Referring expression data:
++++

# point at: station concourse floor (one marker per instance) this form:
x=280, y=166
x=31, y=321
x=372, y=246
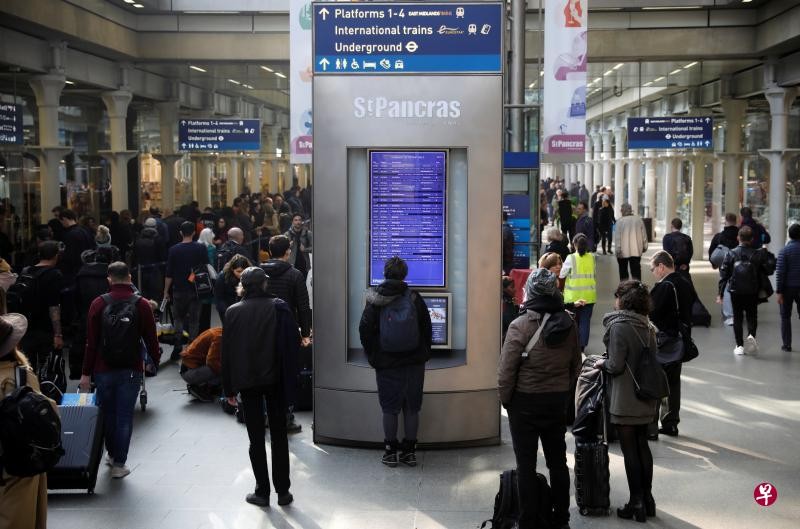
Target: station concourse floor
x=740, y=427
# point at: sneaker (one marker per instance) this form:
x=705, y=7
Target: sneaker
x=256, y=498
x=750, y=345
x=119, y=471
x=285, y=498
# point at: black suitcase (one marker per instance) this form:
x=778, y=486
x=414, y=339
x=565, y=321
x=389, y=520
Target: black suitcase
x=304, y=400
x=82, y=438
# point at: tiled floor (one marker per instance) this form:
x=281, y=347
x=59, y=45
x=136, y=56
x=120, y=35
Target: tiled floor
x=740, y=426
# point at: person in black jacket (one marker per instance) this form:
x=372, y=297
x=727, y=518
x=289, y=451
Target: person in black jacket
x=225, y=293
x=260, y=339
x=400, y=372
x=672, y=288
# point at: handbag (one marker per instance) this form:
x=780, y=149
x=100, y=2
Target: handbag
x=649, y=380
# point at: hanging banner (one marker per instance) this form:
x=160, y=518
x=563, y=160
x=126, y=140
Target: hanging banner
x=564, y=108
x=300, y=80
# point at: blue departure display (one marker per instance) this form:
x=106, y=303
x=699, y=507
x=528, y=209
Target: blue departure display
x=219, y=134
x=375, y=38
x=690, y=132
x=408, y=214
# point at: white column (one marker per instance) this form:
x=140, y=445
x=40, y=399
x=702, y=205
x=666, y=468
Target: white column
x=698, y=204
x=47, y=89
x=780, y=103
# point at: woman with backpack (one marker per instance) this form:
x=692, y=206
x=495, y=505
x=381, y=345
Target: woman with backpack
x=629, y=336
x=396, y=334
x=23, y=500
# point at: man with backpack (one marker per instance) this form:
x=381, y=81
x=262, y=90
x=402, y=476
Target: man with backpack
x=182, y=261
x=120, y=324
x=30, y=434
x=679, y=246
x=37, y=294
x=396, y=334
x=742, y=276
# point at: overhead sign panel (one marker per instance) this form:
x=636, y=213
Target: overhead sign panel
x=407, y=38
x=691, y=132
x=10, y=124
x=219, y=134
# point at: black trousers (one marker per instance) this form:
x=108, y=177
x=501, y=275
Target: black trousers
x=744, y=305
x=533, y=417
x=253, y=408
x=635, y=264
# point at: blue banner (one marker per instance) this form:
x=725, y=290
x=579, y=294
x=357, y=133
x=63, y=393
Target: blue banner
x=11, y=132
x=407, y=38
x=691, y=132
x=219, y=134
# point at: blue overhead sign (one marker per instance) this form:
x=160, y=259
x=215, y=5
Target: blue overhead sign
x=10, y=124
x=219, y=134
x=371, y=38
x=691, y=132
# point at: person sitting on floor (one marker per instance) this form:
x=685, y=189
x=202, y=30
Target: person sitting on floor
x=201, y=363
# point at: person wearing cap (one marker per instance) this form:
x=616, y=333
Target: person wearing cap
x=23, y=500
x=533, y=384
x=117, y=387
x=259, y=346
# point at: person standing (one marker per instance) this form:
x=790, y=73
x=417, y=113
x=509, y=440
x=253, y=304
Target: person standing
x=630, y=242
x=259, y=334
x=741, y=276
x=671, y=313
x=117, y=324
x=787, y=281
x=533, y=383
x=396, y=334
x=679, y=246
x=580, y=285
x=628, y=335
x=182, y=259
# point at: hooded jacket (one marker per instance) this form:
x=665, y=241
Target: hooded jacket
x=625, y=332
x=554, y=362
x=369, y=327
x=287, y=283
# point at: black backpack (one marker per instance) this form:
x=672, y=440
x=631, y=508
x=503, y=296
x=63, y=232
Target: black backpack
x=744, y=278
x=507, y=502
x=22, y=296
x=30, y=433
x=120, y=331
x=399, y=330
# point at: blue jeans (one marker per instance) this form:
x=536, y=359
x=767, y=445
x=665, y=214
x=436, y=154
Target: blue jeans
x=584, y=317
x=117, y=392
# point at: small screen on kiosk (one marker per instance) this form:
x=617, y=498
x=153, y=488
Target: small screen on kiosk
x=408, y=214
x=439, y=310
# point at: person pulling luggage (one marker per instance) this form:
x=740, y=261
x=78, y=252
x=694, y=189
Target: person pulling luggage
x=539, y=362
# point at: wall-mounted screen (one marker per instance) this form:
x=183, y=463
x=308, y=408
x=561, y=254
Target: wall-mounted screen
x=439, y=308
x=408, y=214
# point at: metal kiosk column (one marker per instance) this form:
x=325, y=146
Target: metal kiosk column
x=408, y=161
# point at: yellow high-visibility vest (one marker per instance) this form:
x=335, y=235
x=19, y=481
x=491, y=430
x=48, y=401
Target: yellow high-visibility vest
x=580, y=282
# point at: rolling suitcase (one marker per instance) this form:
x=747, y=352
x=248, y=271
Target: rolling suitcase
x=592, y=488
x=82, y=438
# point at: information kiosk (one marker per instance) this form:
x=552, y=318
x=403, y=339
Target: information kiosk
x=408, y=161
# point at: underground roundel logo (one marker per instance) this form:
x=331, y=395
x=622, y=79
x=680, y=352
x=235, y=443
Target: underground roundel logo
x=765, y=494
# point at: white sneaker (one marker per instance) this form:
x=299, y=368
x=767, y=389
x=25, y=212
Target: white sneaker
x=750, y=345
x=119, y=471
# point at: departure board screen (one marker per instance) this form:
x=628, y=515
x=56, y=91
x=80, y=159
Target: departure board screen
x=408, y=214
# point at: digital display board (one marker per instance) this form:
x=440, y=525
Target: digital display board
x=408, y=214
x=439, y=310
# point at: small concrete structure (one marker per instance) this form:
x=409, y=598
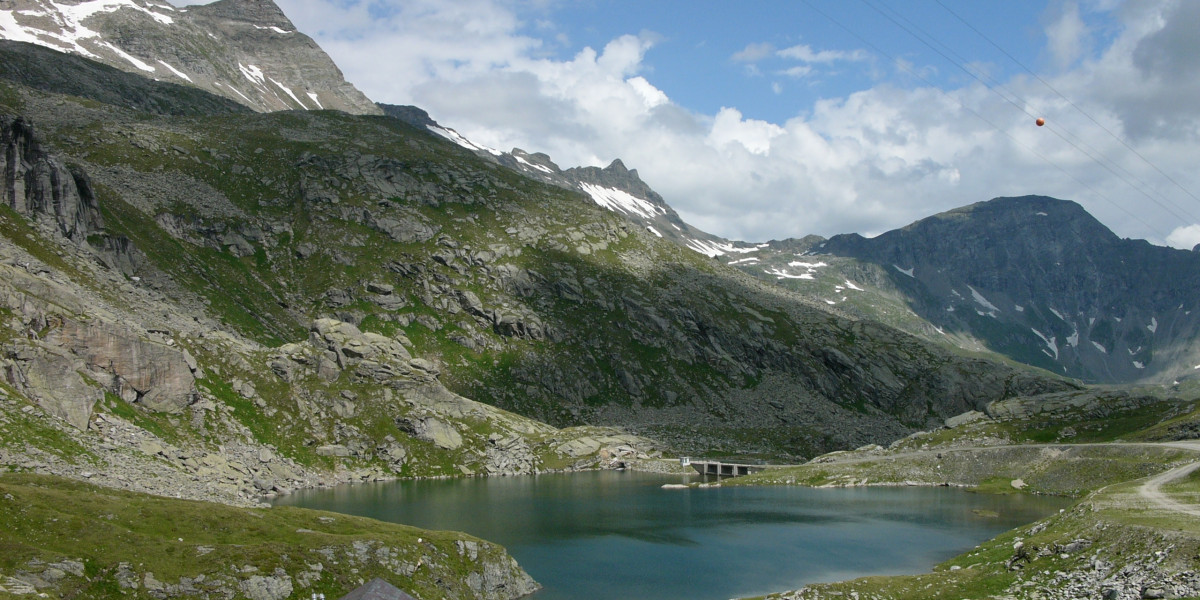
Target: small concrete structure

++++

▶ _ASSIGNMENT_: Would you reproduce, exactly and with nothing added, every line from the beginning of the entries above through the line that contains "x=40, y=399", both included, leaving out the pictures?

▶ _SOLUTION FOR THIS TASK_:
# point at: station concourse floor (one marker per instance) this form:
x=280, y=166
x=31, y=321
x=372, y=246
Target: station concourse floor
x=740, y=427
# point at: sneaker (one marker per instance) this form:
x=705, y=7
Target: sneaker
x=256, y=498
x=750, y=345
x=119, y=471
x=285, y=498
# point at: black suitcase (one marker per instance) this form:
x=778, y=486
x=414, y=339
x=565, y=321
x=389, y=520
Target: black suitcase
x=304, y=400
x=82, y=438
# point at: tiled floor (one marker per instance) this form:
x=281, y=347
x=59, y=45
x=136, y=56
x=120, y=35
Target: tiled floor
x=740, y=426
# point at: person in black jacket (one marker per instance) this form:
x=372, y=297
x=727, y=518
x=289, y=451
Target: person in black jacket
x=225, y=293
x=260, y=339
x=400, y=372
x=672, y=288
# point at: handbag (one marker per instance) this form:
x=780, y=149
x=100, y=2
Target: handbag
x=649, y=380
# point at: hanging banner (one marker per instance) this form:
x=160, y=518
x=563, y=160
x=126, y=140
Target: hanging banner
x=564, y=108
x=300, y=80
# point at: blue departure display (one marker per instance) this form:
x=106, y=303
x=699, y=507
x=528, y=209
Target: blue departure display
x=219, y=134
x=375, y=38
x=690, y=132
x=408, y=214
# point at: white column (one marker per instance) this form:
x=140, y=445
x=40, y=399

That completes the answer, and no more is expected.